# Collected data entries
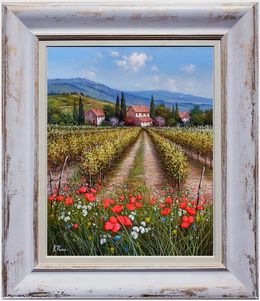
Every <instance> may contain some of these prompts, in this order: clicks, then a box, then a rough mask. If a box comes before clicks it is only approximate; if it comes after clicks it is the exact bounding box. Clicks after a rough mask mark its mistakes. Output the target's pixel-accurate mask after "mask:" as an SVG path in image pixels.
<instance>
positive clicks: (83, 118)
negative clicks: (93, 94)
mask: <svg viewBox="0 0 260 301" xmlns="http://www.w3.org/2000/svg"><path fill="white" fill-rule="evenodd" d="M84 123H85V116H84V107H83V102H82V99H81V95H80V97H79V114H78V124H79V125H80V124H84Z"/></svg>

# YOUR OBJECTIVE
Update the entire listing by replacing "positive clicks" with "foreground clicks" and changing nothing else, and leave the picture out of your answer.

# EXERCISE ANSWER
Every <instance> may contain some of these prompts, in this order: clicks, then a box, then a rough mask. If a box comes before clicks it is only approximate; if it comes after clicks it is the exact bounding box. Clicks after a rough mask mark its mistakes. Output the target's pixel-accurate mask after "mask:" as an SVG path in image pixels.
<instance>
foreground clicks: (83, 118)
negative clicks: (93, 94)
mask: <svg viewBox="0 0 260 301" xmlns="http://www.w3.org/2000/svg"><path fill="white" fill-rule="evenodd" d="M84 123H85V116H84V107H83V102H82V99H81V95H80V97H79V114H78V124H79V125H80V124H84Z"/></svg>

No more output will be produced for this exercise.